--- begin RECORDS SUPPLIED ---

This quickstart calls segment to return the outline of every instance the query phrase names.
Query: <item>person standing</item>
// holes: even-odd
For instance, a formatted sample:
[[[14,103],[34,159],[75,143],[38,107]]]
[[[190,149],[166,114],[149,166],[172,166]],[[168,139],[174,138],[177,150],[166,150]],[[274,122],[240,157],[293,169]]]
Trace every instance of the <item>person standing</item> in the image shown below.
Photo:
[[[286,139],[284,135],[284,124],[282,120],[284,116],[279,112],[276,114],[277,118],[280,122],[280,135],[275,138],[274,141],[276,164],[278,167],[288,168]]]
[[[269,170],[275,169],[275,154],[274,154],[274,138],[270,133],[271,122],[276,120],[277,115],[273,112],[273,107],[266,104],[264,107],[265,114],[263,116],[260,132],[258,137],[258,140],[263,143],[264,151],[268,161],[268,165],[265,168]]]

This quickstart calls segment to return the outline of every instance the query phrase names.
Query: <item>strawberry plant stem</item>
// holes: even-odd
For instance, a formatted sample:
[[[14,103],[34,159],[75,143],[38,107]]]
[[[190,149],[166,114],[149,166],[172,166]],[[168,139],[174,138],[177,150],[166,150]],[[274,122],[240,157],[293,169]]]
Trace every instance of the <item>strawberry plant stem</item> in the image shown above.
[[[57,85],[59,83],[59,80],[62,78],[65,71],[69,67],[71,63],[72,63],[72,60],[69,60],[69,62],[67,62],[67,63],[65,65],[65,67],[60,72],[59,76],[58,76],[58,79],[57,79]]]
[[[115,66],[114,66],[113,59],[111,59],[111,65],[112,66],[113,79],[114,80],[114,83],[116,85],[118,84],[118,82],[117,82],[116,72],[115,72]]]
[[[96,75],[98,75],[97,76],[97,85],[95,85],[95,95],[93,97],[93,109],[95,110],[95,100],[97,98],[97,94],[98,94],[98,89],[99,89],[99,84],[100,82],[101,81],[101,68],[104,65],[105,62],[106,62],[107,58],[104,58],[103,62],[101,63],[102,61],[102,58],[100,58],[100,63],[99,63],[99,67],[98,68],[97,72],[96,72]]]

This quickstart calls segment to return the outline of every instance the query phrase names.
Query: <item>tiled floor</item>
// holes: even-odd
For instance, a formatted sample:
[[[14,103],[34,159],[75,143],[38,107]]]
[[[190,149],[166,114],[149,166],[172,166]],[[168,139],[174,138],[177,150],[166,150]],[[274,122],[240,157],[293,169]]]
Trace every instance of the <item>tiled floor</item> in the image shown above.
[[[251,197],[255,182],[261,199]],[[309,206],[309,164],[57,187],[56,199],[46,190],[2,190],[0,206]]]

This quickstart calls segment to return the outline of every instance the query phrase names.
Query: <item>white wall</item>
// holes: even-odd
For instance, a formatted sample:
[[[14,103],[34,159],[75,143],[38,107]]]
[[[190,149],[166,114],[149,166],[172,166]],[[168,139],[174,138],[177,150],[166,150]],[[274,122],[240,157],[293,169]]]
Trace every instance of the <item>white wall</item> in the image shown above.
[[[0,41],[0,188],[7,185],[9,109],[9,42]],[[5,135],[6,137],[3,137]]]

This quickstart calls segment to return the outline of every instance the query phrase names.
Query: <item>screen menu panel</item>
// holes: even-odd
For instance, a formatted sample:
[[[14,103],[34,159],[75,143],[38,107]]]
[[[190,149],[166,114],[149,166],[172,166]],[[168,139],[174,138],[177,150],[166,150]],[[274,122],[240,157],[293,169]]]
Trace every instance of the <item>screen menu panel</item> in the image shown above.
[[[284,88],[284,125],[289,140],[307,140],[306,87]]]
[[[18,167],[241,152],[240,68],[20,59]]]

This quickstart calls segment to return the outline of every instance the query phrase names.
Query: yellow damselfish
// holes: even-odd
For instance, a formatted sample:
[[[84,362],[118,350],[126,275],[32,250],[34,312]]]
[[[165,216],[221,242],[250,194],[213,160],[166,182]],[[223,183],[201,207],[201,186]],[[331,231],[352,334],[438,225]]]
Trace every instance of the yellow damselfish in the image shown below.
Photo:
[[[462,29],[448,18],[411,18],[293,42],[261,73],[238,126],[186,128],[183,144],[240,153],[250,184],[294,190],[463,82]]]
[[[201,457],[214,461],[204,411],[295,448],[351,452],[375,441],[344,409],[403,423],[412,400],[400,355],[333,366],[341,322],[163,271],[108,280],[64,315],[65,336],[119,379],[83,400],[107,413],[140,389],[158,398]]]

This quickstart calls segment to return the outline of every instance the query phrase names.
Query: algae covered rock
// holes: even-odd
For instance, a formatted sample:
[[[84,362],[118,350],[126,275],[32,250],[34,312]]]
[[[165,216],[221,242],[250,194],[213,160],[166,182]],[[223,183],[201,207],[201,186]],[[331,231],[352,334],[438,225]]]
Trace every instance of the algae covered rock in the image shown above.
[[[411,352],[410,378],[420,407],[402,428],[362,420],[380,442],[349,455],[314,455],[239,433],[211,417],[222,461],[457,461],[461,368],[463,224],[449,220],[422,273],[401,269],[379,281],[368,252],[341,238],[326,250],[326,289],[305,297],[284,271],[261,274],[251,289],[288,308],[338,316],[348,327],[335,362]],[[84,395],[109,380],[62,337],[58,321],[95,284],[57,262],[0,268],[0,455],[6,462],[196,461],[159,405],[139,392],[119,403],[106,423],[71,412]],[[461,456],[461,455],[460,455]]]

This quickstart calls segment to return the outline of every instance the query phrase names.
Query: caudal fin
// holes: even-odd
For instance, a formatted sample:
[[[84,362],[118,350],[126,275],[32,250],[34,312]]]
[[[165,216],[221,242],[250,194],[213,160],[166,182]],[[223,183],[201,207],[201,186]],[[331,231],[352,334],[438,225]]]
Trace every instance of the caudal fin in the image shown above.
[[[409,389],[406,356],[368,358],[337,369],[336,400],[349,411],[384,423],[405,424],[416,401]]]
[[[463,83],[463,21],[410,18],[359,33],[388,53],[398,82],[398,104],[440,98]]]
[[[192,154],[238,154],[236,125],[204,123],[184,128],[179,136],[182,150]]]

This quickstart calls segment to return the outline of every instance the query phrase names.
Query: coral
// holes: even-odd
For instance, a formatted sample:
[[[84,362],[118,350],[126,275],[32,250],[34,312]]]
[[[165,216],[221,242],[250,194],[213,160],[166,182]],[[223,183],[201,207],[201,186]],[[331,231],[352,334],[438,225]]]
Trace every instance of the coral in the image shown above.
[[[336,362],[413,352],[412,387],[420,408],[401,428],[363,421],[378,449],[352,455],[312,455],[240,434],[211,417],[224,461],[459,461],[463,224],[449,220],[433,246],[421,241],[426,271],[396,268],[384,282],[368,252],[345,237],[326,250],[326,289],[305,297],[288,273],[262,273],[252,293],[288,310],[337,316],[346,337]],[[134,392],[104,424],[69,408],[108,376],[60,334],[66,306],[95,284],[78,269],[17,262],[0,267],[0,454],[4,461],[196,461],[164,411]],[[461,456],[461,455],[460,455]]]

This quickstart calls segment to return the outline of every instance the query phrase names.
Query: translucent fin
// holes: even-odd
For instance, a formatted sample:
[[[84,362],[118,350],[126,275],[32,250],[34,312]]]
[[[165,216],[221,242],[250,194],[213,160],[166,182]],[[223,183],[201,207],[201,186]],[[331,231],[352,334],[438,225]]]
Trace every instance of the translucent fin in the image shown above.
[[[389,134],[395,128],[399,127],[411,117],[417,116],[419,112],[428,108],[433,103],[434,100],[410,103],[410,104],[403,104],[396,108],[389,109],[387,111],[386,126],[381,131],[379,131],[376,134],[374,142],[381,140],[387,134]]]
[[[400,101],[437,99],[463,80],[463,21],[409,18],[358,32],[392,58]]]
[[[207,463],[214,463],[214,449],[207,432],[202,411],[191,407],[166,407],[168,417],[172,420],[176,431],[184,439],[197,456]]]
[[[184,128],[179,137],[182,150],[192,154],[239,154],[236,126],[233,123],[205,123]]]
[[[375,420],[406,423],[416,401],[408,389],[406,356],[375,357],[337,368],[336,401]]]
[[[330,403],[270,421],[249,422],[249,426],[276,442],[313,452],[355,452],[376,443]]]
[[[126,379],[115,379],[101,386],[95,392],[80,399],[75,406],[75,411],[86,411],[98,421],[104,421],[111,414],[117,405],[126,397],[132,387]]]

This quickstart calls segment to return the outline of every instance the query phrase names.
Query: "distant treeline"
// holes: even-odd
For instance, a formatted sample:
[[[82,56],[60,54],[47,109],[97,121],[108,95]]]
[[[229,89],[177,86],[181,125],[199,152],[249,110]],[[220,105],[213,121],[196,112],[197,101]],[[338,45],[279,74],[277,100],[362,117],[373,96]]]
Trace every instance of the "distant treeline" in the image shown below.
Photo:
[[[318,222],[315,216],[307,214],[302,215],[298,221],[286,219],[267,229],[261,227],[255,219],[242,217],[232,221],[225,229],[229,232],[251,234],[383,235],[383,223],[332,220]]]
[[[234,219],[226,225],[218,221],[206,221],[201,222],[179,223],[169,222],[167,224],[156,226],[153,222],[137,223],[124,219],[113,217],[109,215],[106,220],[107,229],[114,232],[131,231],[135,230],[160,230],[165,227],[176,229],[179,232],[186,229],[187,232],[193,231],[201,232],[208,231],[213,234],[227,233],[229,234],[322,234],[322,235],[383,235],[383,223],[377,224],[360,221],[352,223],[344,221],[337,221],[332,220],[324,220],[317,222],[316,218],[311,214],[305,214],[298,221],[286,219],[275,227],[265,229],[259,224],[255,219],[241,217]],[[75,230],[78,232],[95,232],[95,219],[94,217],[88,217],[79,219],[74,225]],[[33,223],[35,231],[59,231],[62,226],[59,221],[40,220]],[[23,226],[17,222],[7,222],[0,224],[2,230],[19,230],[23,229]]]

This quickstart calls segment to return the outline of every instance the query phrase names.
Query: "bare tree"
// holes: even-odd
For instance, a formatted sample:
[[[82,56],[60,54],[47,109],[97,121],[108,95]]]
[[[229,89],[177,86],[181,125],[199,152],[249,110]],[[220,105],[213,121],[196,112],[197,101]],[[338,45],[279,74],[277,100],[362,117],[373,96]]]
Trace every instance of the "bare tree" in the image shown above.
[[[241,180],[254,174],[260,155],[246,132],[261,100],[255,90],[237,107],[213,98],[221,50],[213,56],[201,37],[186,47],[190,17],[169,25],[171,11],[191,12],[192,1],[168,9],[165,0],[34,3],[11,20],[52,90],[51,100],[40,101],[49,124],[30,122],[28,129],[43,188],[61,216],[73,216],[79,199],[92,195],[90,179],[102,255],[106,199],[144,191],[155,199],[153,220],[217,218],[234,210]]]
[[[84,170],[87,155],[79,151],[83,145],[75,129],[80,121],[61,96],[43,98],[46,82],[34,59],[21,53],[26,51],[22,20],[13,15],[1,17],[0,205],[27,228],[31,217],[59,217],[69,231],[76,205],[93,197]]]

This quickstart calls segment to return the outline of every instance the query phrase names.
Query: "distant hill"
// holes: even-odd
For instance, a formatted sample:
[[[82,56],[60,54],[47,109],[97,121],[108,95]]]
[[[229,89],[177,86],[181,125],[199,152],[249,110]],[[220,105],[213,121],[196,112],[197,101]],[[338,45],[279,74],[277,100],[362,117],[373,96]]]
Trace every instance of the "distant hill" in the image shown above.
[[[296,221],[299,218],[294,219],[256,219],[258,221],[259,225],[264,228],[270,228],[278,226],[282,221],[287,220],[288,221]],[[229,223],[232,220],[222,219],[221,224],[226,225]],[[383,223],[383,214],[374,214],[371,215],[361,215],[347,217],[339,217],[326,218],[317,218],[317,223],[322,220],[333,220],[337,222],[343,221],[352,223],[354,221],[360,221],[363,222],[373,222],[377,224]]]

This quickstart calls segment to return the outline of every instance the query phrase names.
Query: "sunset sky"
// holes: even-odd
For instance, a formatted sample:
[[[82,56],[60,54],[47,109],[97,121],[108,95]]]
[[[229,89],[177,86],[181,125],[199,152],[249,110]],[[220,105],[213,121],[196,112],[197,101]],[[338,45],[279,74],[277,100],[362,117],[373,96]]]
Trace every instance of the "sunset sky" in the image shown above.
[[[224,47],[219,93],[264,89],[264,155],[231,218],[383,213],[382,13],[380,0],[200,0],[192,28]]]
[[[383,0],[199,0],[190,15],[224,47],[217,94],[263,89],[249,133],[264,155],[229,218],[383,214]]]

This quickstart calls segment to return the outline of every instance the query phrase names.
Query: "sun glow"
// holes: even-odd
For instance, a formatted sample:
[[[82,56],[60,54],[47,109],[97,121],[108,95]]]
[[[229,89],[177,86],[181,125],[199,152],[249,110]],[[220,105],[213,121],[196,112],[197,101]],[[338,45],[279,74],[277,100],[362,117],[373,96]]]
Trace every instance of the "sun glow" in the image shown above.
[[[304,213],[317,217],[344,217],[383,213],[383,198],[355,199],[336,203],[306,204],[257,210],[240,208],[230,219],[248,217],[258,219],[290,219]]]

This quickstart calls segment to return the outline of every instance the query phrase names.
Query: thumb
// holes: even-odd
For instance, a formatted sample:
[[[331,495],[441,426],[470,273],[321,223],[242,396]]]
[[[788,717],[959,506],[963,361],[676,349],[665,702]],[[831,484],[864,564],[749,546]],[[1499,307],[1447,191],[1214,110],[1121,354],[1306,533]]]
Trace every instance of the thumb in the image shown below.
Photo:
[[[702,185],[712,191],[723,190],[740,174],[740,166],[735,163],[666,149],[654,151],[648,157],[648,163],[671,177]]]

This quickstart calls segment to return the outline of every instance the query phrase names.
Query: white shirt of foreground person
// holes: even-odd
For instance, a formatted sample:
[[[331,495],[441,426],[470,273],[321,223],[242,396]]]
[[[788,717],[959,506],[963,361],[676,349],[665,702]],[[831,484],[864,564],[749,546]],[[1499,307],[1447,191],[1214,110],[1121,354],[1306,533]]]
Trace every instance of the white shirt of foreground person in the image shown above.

--- end RECORDS SUPPLIED ---

- _WORK REQUIRED_: From the records above, return each line that contains the string "standing".

- _TASK OUTPUT_:
Query: <item>person standing</item>
Trace every instance of the <item>person standing</item> in the image shown below.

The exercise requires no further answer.